## Given instruction
Render every line of the records below as a Markdown table with the columns "Row" and "Line", numbering each row and omitting blank lines.
===== Dataset records =====
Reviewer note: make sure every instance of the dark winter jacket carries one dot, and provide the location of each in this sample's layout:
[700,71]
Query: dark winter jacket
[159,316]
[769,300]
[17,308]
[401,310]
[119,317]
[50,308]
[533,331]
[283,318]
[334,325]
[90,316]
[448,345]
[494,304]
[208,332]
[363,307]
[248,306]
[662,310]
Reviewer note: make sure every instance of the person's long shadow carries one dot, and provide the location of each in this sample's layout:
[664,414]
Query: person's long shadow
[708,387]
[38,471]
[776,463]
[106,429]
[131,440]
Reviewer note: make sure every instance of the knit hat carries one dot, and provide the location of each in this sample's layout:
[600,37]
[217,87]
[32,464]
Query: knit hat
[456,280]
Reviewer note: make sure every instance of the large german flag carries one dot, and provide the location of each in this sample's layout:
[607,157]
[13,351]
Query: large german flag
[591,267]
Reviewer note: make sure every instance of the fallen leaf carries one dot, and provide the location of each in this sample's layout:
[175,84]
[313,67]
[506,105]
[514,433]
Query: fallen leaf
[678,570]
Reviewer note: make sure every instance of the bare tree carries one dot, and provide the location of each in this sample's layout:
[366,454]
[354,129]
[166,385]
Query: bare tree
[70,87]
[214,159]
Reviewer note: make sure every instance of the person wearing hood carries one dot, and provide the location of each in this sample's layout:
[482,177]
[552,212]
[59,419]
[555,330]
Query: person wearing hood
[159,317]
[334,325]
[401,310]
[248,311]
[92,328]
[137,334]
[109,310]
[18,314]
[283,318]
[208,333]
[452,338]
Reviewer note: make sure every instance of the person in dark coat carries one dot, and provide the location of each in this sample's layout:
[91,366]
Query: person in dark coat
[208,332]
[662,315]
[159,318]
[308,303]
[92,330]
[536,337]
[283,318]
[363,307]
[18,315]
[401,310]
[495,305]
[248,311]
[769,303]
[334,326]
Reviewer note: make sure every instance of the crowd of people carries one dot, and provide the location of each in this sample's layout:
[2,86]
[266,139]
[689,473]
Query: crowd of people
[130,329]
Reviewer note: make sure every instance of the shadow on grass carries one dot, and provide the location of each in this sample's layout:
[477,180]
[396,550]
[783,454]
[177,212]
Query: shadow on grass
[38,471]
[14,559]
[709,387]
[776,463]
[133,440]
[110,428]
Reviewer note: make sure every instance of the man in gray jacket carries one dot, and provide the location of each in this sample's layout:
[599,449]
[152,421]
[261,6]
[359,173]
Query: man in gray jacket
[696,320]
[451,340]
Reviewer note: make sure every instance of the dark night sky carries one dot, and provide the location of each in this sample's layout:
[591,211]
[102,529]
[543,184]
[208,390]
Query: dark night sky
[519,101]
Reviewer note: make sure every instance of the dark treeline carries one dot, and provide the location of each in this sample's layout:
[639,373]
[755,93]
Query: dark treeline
=====
## Final result
| Row | Line |
|---|---|
| 1 | Reviewer note: make sure every instance of the dark winter jacket carries one dot, and provide the location of each in this sample's layout: |
| 2 | [700,71] |
| 3 | Query: dark winter jacket |
| 4 | [159,316] |
| 5 | [769,300] |
| 6 | [17,308] |
| 7 | [401,310] |
| 8 | [119,317] |
| 9 | [50,308] |
| 10 | [533,331] |
| 11 | [283,318] |
| 12 | [334,325] |
| 13 | [90,316] |
| 14 | [448,345] |
| 15 | [494,304] |
| 16 | [208,332] |
| 17 | [363,307] |
| 18 | [248,306] |
| 19 | [662,310] |
| 20 | Reviewer note: make sure every instance of the person's long shadow carries one dot, and provide the location of each in this sample's layout: |
| 21 | [664,414] |
| 22 | Query: person's long shadow |
| 23 | [708,387] |
| 24 | [38,471] |
| 25 | [776,463] |
| 26 | [106,429] |
| 27 | [131,440] |
| 28 | Reviewer note: make sure every instance of the knit hat carries one dot, and provide the location of each in this sample's layout: |
| 29 | [600,37] |
| 30 | [217,87] |
| 31 | [32,464] |
| 32 | Query: knit hat |
| 33 | [456,280] |
| 34 | Reviewer note: make sure every instance of the large german flag carries one dot, and provide the location of each in this sample's layout: |
| 35 | [607,157] |
| 36 | [13,351] |
| 37 | Query: large german flag |
| 38 | [591,267] |
| 39 | Reviewer note: make sure every instance of the fallen leaf carries one dot, and provide the location of each in this sample's layout: |
| 40 | [175,84] |
| 41 | [313,67] |
| 42 | [506,105] |
| 43 | [514,433] |
| 44 | Query: fallen leaf |
| 45 | [678,570] |
| 46 | Reviewer note: make sure every instance of the bare tree carries one dot, and provide the location of each in this sample's layout: |
| 47 | [366,454] |
| 48 | [354,129] |
| 49 | [166,385] |
| 50 | Query: bare tree |
| 51 | [70,87] |
| 52 | [214,159] |
| 53 | Reviewer note: make sure every instance of the person wearing hood carries one dot, and provide the location of each in this sample's layout: |
| 54 | [482,177] |
| 55 | [552,212] |
| 56 | [59,419] |
| 57 | [555,330] |
| 58 | Query: person wearing hood |
| 59 | [159,317] |
| 60 | [334,325] |
| 61 | [401,310] |
| 62 | [248,311] |
| 63 | [92,328] |
| 64 | [137,334] |
| 65 | [109,310] |
| 66 | [18,314] |
| 67 | [283,318] |
| 68 | [208,333] |
| 69 | [452,338] |
| 70 | Reviewer note: make sure every instance of the person in dark coat carries one dot, and provide the location of each in this sample's layout: |
| 71 | [91,366] |
| 72 | Query: person in dark coat |
| 73 | [208,332] |
| 74 | [662,315] |
| 75 | [159,318] |
| 76 | [308,303] |
| 77 | [92,330] |
| 78 | [536,337] |
| 79 | [283,318] |
| 80 | [363,307] |
| 81 | [18,315] |
| 82 | [401,310] |
| 83 | [495,305] |
| 84 | [248,311] |
| 85 | [769,303] |
| 86 | [334,326] |
| 87 | Reviewer note: make sure every instance of the crowd of people carries one dot, and provide the location of each in this sample's layout: |
| 88 | [2,86] |
| 89 | [266,139] |
| 90 | [689,473] |
| 91 | Query: crowd of people |
| 92 | [130,329] |
| 93 | Reviewer note: make sure every instance of the shadow on grass carries one dot, and provide the location of each in this sample's layout: |
| 94 | [477,180] |
| 95 | [396,550] |
| 96 | [783,454] |
| 97 | [177,212] |
| 98 | Query: shadow on grass |
| 99 | [38,471] |
| 100 | [14,559] |
| 101 | [709,387] |
| 102 | [776,463] |
| 103 | [133,440] |
| 104 | [110,428] |
| 105 | Reviewer note: make sure every instance of the man in gray jacket carries one dot, and provide the location of each in this sample's layout: |
| 106 | [599,449] |
| 107 | [152,421] |
| 108 | [261,6] |
| 109 | [359,173] |
| 110 | Query: man in gray jacket |
| 111 | [696,320] |
| 112 | [451,340] |
| 113 | Reviewer note: make sure every instance of the dark night sky carries one dot, and provide the location of each in this sample's layout: |
| 114 | [591,211] |
| 115 | [102,529] |
| 116 | [543,184] |
| 117 | [208,390] |
| 118 | Query: dark night sky |
| 119 | [519,101] |
| 120 | Reviewer note: make sure every instance of the dark treeline carries one dot, and provide the location of each in this sample's layout: |
| 121 | [639,373] |
| 122 | [755,93] |
| 123 | Query: dark treeline |